▶ [PASSAGE FOR REVIEW]
Does it take courage for me to cycle 100 miles? No. It does not. Does it take courage to cycle 200 miles? No. It does not. Does it take courage to cycle 3500 miles? No. It does not. All it really takes is a bit of fitness and mental craziness stamina.
It takes courage to stand up and fight against cancer.
It takes courage to live with and fight against MS.
It takes courage to fight and win against leukemia.
It takes courage to stare down Parkinson’s Disease and keep riding.
It takes courage to fight diabetes, heart disease, ALS, chronic pain, depression and so many more of life’s medical challenges.
Since I can ride, and enjoy doing so, I feel privileged to be able to help others fight by raising awareness and funding for their causes. Yesterday, I had a special opportunity to bring awareness to Pediatric Cancer research. I challenged myself to ride for 24 hours to highlight the need and raise some funds. I didn’t quite make the 24 hours due to a flat that I didn’t have the courage to change in the cold and dark, but we were able to raise over $1000.00 in honor of a special person who lost her battle with cancer 3 years ago, while starting a full on war. Molly W. had way more courage than I could ever hope to have. The ride wasn’t a total loss either. I rode over 200 miles (35 after fixing the flat in the morning), and I had fun with friends who came out in support to run or ride for a bit.
Many who followed my cycling ride across America have expressed that they’ve actually missed my stories. Who’d have thought? I am humbled by your sentiments and have decided to continue blogging about my endeavors to stay healthy and meet new challenges. So come along for the ride – if you will.
It’s been said that when you embark on certain journeys, they change you and you grow in ways you would never have imagined. I recently reflected on my whirlwind ride and found that it changed me indeed. What started as a check off on my bucket list became so much more. It was more than just being about me and completing a goal. I decided early on that if I was going to take on that challenge, I should raise awareness and funds for something important. I was led to the group Bike the US for MS. They support self-contained riders, and my sister and some friends back home in NY have Multiple Sclerosis. What a match! I also raised funds for pediatric cancer research through The Great Cycle Challenge in honor of Molly, a special person who lost her battle with cancer 3 years ago. I will continue to raise funds for MS and cancer research, but will also join in other fights and ride, run, walk, or just be for a cause. As a matter of fact, I have two events later this month.

▶ [EXTRACTED RECORDS]
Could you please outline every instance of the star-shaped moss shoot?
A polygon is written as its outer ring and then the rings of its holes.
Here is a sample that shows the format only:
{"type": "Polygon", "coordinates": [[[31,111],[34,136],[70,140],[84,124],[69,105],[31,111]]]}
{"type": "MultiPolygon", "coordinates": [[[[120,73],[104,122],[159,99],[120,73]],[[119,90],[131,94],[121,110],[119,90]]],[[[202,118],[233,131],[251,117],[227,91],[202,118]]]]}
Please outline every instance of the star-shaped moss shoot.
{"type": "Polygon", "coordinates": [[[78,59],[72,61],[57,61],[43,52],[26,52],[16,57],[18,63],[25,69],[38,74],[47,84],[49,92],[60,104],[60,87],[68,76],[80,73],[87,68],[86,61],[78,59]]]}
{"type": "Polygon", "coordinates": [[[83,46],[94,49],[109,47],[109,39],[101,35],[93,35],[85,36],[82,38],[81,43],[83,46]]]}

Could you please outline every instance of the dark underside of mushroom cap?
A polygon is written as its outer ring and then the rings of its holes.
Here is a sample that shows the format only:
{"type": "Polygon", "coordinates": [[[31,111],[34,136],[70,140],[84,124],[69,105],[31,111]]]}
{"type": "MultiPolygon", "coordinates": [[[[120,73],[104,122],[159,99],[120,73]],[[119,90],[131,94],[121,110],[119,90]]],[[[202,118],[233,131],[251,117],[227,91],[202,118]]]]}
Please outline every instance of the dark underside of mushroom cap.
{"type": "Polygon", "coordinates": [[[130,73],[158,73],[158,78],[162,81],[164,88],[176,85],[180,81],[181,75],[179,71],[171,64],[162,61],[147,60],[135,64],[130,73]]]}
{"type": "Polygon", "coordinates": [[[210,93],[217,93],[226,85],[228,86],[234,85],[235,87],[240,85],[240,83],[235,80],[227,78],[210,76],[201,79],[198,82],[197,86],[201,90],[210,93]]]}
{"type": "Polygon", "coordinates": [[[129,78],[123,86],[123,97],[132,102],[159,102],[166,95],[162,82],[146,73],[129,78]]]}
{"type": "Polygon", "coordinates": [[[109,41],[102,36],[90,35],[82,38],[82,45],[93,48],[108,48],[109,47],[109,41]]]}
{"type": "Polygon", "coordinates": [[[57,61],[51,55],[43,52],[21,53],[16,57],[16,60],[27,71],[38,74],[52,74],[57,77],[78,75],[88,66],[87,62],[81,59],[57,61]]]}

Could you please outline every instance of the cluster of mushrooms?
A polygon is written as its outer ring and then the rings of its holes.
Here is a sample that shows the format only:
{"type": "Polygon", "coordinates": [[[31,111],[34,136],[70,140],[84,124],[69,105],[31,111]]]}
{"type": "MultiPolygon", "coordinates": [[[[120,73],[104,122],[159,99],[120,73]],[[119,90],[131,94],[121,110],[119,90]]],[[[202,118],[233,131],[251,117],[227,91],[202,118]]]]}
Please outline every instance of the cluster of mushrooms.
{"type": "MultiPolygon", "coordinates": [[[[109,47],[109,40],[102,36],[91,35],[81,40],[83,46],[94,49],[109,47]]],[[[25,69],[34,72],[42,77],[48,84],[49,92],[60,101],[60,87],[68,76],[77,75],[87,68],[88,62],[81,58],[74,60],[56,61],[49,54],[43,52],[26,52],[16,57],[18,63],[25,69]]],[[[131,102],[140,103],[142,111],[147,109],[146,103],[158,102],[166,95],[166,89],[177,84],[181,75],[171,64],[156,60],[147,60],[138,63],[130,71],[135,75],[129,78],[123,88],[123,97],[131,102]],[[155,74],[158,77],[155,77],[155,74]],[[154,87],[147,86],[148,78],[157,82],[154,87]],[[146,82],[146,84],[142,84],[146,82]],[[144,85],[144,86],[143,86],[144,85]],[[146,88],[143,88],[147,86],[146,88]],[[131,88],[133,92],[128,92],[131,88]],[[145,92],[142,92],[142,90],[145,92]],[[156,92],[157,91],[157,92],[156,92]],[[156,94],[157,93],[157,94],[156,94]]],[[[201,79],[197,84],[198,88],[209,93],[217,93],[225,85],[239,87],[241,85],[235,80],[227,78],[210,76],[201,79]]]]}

▶ [THINGS TO DO]
A - Retype the cycling blog post from "Many who followed" to "if you will.".
B - Write what comes next in the cycling blog post, picking up after its final sentence.
You can ignore the rows.

▶ [ANSWERS PER TASK]
A -
Many who followed my cycling ride across America have expressed that they’ve actually missed my stories. Who’d have thought? I am humbled by your sentiments and have decided to continue blogging about my endeavors to stay healthy and meet new challenges. So come along for the ride – if you will.

B -
Light the Night Walk for the Leukemia and Lymphoma Society – I will be walking with my friend Danielle who survived a battle with leukemia last year and taught me so much about courage and faith.
Tour de Fox – raising funds for Parkinson’s Disease research. I will be riding with a long time friend who has the disease and is an inspiration with her positive attitude.
How else have I grown or changed?
I stopped watching the news and being cynical. There are such good people out there who are wanting to help or make a difference in any way they can. They are curious and interested and fun and caring and so much more! I met Charlton on day 1. He found my lost packet of cash, credit card and id along the road and found a way to return it to me! On day 7, I met up with LaVoy and others from the Union Pacific Rail crew. They made sure I had safe passage and kept me hydrated and replenished on a hot day along the Great Salt Flats. Alan made sure I didn’t walk too far with a flat tire on Day 8. Team Cubby Comfort Dog gave us food, shelter, and worship on day 11. And we met up with many more LCC Comfort Dog Teams along the way that were wonderful to us. Then on day 27, Nancy generously gave me shelter from the storm.
I also learned that staying connected with friends and family is a good thing. They love you forever, no questions asked. And some friends are family! Even if you haven’t seen them in years, it will feel like it was yesterday. You really can go home again.
And I now know more about me and what I’m made of. I did this ride in part to see if I could. I now know that I can. When it gets tough, I can push on. And I’ve grown by learning that even though it looks like I am riding solo, I never really am.
Since I’ve returned, several people have told me it was inspiring. That alone makes me feel great about completing the trek. Many people inspired me so if I can pay that forward to even one person, it was worth it.